[Dataset excerpt]

-- -- --

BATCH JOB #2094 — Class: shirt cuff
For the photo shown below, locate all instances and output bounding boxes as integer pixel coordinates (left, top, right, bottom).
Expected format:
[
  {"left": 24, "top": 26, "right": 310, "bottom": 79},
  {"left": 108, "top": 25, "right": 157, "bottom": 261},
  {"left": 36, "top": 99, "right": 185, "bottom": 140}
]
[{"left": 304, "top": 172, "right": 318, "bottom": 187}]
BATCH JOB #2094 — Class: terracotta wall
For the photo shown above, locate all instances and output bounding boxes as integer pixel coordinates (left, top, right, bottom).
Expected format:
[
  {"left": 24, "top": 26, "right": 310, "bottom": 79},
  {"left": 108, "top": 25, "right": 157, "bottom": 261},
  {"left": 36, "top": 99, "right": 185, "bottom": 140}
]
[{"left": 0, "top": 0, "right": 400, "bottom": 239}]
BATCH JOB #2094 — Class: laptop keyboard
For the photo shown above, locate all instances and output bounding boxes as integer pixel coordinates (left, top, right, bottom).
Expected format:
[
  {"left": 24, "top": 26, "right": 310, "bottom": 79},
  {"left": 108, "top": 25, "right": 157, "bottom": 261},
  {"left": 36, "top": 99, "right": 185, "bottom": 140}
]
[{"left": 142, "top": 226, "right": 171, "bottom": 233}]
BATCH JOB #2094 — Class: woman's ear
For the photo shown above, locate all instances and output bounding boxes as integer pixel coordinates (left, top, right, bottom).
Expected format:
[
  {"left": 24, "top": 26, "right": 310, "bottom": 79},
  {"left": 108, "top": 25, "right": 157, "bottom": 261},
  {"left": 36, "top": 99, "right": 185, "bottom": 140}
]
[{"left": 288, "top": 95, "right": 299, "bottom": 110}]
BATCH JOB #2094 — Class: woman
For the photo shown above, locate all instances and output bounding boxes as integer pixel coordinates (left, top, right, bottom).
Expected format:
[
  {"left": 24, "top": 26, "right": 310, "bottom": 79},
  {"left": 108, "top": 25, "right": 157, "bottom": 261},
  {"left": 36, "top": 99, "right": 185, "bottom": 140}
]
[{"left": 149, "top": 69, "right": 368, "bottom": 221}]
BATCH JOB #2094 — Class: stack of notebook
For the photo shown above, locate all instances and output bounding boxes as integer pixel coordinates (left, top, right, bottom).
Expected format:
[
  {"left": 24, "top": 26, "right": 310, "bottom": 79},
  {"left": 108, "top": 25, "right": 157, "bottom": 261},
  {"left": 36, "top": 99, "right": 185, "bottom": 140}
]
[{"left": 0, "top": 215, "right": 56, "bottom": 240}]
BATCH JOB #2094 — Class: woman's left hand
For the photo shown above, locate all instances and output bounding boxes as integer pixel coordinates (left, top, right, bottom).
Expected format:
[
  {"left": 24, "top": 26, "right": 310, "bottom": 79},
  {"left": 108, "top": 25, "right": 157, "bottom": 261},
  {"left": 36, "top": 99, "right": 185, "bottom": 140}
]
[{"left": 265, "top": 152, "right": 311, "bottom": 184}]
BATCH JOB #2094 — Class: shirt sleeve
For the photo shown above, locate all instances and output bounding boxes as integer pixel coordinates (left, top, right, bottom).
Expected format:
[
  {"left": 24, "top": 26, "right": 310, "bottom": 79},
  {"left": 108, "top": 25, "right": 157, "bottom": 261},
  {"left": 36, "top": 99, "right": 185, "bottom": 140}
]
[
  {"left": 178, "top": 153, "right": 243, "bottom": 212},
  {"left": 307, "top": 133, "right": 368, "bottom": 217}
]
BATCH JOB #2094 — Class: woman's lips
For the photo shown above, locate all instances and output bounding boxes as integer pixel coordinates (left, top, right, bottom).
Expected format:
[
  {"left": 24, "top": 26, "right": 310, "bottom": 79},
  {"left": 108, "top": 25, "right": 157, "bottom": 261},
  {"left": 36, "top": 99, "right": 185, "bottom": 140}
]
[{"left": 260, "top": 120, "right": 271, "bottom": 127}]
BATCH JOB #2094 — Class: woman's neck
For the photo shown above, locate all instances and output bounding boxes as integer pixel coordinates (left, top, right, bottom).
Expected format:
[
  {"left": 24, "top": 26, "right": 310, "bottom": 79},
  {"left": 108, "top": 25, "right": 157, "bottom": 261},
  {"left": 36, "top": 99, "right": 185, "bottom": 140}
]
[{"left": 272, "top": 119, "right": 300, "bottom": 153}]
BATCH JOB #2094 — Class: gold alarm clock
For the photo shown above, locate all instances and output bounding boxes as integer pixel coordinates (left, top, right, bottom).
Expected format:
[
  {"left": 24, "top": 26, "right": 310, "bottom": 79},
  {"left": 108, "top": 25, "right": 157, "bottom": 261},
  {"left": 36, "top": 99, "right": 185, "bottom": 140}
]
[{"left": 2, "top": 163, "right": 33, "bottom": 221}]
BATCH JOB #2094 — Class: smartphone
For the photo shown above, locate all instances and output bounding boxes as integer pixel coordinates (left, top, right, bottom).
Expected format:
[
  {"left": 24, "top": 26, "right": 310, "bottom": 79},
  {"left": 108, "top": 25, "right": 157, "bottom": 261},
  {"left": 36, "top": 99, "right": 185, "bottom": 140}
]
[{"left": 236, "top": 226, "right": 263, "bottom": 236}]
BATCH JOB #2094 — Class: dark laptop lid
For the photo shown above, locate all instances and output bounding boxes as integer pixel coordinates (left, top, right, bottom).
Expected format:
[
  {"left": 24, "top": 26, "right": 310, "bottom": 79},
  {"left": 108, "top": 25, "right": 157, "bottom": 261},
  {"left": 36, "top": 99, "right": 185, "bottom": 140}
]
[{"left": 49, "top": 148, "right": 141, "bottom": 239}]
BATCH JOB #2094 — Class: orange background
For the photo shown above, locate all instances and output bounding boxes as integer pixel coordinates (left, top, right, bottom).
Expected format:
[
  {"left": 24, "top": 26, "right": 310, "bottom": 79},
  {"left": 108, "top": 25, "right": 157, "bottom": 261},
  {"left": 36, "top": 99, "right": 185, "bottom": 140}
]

-- -- --

Write out the lines above again, changing each "Expected format" to "Required format" and keeping everything else the same.

BATCH JOB #2094 — Class: shirt cuff
For the photo shown below, locate all instances and output bounding boxes as integer pixel coordinates (left, top, right, bottom).
Required format:
[
  {"left": 24, "top": 26, "right": 310, "bottom": 79},
  {"left": 108, "top": 25, "right": 157, "bottom": 261},
  {"left": 36, "top": 99, "right": 185, "bottom": 140}
]
[{"left": 304, "top": 172, "right": 318, "bottom": 187}]
BATCH JOB #2094 — Class: terracotta wall
For the photo shown above, locate all instances and output bounding boxes as integer pixel coordinates (left, top, right, bottom).
Required format:
[
  {"left": 24, "top": 26, "right": 310, "bottom": 79},
  {"left": 108, "top": 25, "right": 157, "bottom": 261},
  {"left": 36, "top": 99, "right": 185, "bottom": 140}
]
[{"left": 0, "top": 0, "right": 400, "bottom": 239}]
BATCH JOB #2094 — Class: laptop keyboard
For the photo shown above, locate all instances and output bounding boxes as integer pixel coordinates (left, top, right, bottom).
Required format:
[
  {"left": 24, "top": 26, "right": 310, "bottom": 79},
  {"left": 108, "top": 25, "right": 157, "bottom": 261},
  {"left": 36, "top": 99, "right": 185, "bottom": 140}
]
[{"left": 142, "top": 226, "right": 171, "bottom": 233}]
BATCH JOB #2094 — Class: woman's ear
For the photo shown above, locate all instances and output bounding boxes as integer pixel coordinates (left, top, right, bottom).
Required format:
[
  {"left": 24, "top": 26, "right": 310, "bottom": 79},
  {"left": 108, "top": 25, "right": 157, "bottom": 261},
  {"left": 36, "top": 99, "right": 185, "bottom": 140}
]
[{"left": 288, "top": 95, "right": 299, "bottom": 110}]
BATCH JOB #2094 — Class: woman
For the photo shown above, locate all instances and output bounding boxes as integer pixel coordinates (left, top, right, bottom).
Required format:
[
  {"left": 24, "top": 26, "right": 310, "bottom": 79},
  {"left": 108, "top": 25, "right": 157, "bottom": 261},
  {"left": 36, "top": 99, "right": 185, "bottom": 140}
]
[{"left": 149, "top": 69, "right": 368, "bottom": 221}]
BATCH JOB #2094 — Class: stack of notebook
For the photo shown above, locate all instances and output bounding boxes as integer pixel coordinates (left, top, right, bottom).
Required format:
[
  {"left": 24, "top": 26, "right": 310, "bottom": 79},
  {"left": 108, "top": 25, "right": 157, "bottom": 261},
  {"left": 36, "top": 99, "right": 185, "bottom": 140}
]
[{"left": 0, "top": 215, "right": 56, "bottom": 240}]
BATCH JOB #2094 — Class: woman's left hand
For the photo shown above, locate all instances and output bounding boxes as integer pixel coordinates (left, top, right, bottom).
Required format:
[
  {"left": 24, "top": 26, "right": 310, "bottom": 79},
  {"left": 108, "top": 25, "right": 157, "bottom": 261},
  {"left": 36, "top": 99, "right": 185, "bottom": 140}
]
[{"left": 265, "top": 152, "right": 311, "bottom": 184}]
BATCH JOB #2094 — Class: shirt sleeve
For the photo shown above, locate all instances and output bounding boxes as integer pixel coordinates (left, top, right, bottom).
Required format:
[
  {"left": 24, "top": 26, "right": 310, "bottom": 79},
  {"left": 108, "top": 25, "right": 157, "bottom": 261},
  {"left": 36, "top": 99, "right": 185, "bottom": 140}
]
[
  {"left": 178, "top": 153, "right": 243, "bottom": 212},
  {"left": 307, "top": 133, "right": 368, "bottom": 217}
]
BATCH JOB #2094 — Class: woman's lips
For the photo shown above, locate all instances and output bounding boxes as integer pixel coordinates (left, top, right, bottom).
Required format:
[
  {"left": 24, "top": 26, "right": 310, "bottom": 79},
  {"left": 108, "top": 25, "right": 157, "bottom": 261},
  {"left": 36, "top": 99, "right": 185, "bottom": 140}
]
[{"left": 260, "top": 120, "right": 271, "bottom": 127}]
BATCH JOB #2094 — Class: woman's neck
For the photo shown above, locate all instances and output bounding boxes as integer pixel coordinates (left, top, right, bottom).
Required format:
[
  {"left": 24, "top": 26, "right": 310, "bottom": 79},
  {"left": 108, "top": 25, "right": 157, "bottom": 261},
  {"left": 36, "top": 99, "right": 185, "bottom": 140}
]
[{"left": 272, "top": 119, "right": 300, "bottom": 153}]
BATCH JOB #2094 — Class: gold alarm clock
For the photo shown above, locate all instances and output bounding boxes as integer pixel coordinates (left, top, right, bottom).
Required format:
[
  {"left": 24, "top": 26, "right": 310, "bottom": 79},
  {"left": 108, "top": 25, "right": 157, "bottom": 261},
  {"left": 36, "top": 99, "right": 185, "bottom": 140}
]
[{"left": 2, "top": 163, "right": 33, "bottom": 221}]
BATCH JOB #2094 — Class: smartphone
For the photo shown above, locate all instances and output bounding boxes as integer pixel coordinates (left, top, right, bottom).
Required format:
[
  {"left": 24, "top": 26, "right": 310, "bottom": 79},
  {"left": 108, "top": 25, "right": 157, "bottom": 261},
  {"left": 36, "top": 99, "right": 185, "bottom": 140}
]
[{"left": 236, "top": 226, "right": 263, "bottom": 236}]
BATCH JOB #2094 — Class: dark laptop lid
For the photo shown above, locate all instances and output bounding boxes as integer pixel coordinates (left, top, right, bottom).
Required format:
[
  {"left": 24, "top": 26, "right": 310, "bottom": 79},
  {"left": 108, "top": 25, "right": 157, "bottom": 261},
  {"left": 36, "top": 99, "right": 185, "bottom": 140}
]
[{"left": 49, "top": 148, "right": 141, "bottom": 239}]
BATCH JOB #2094 — Class: orange background
For the photo shown above, locate all instances and output bounding boxes as integer pixel coordinates (left, top, right, bottom).
Required format:
[
  {"left": 24, "top": 26, "right": 310, "bottom": 79},
  {"left": 108, "top": 25, "right": 157, "bottom": 261},
  {"left": 36, "top": 99, "right": 185, "bottom": 140}
]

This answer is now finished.